DESCRIPTION OF THE TASK => Transcribe the material in full. Nothing should differ except that the pictures are left out.

DATASET EXTRACT =>
——

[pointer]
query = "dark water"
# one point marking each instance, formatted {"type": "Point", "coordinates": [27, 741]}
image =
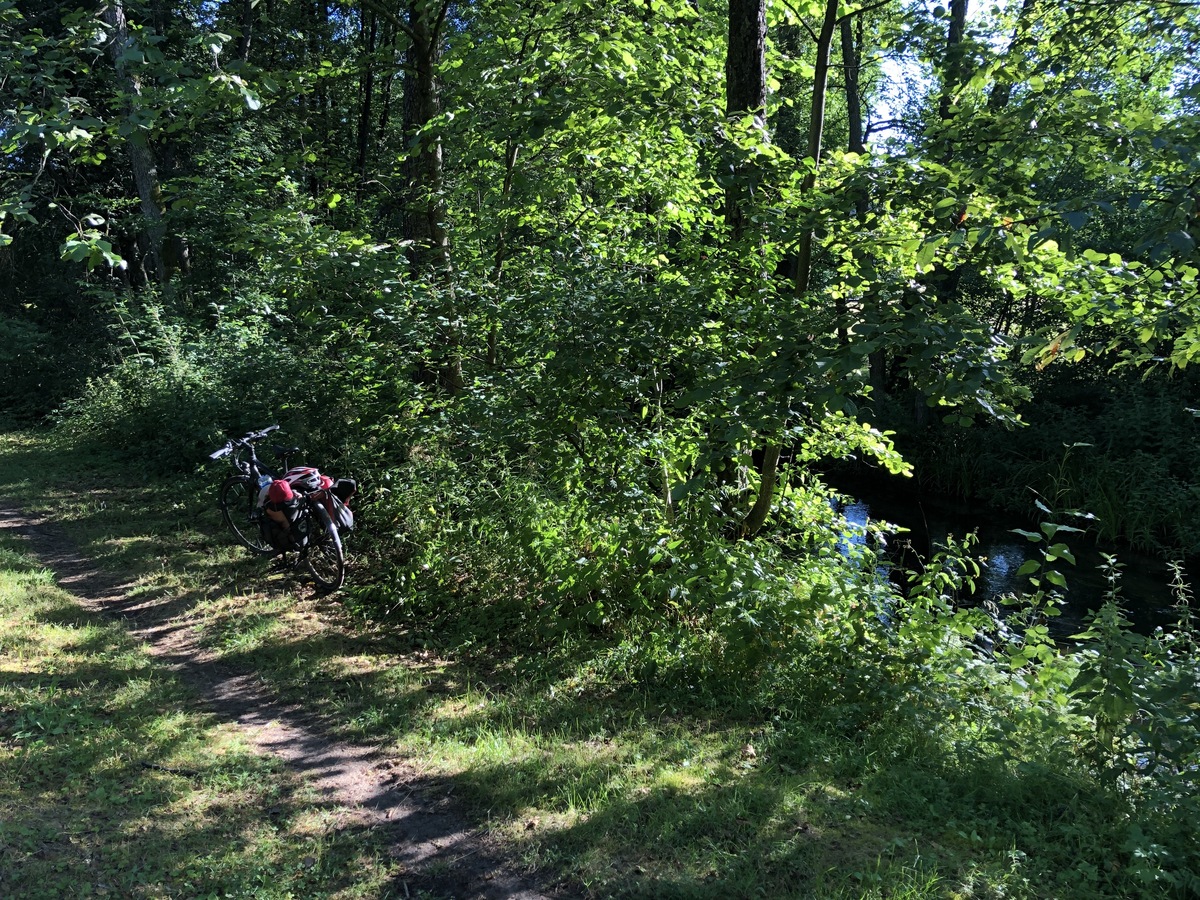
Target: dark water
{"type": "Point", "coordinates": [1145, 581]}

——

WRITTEN SOLUTION =>
[pointer]
query = "dark water"
# one point marking each instance, formatted {"type": "Point", "coordinates": [27, 741]}
image =
Target: dark water
{"type": "Point", "coordinates": [1145, 581]}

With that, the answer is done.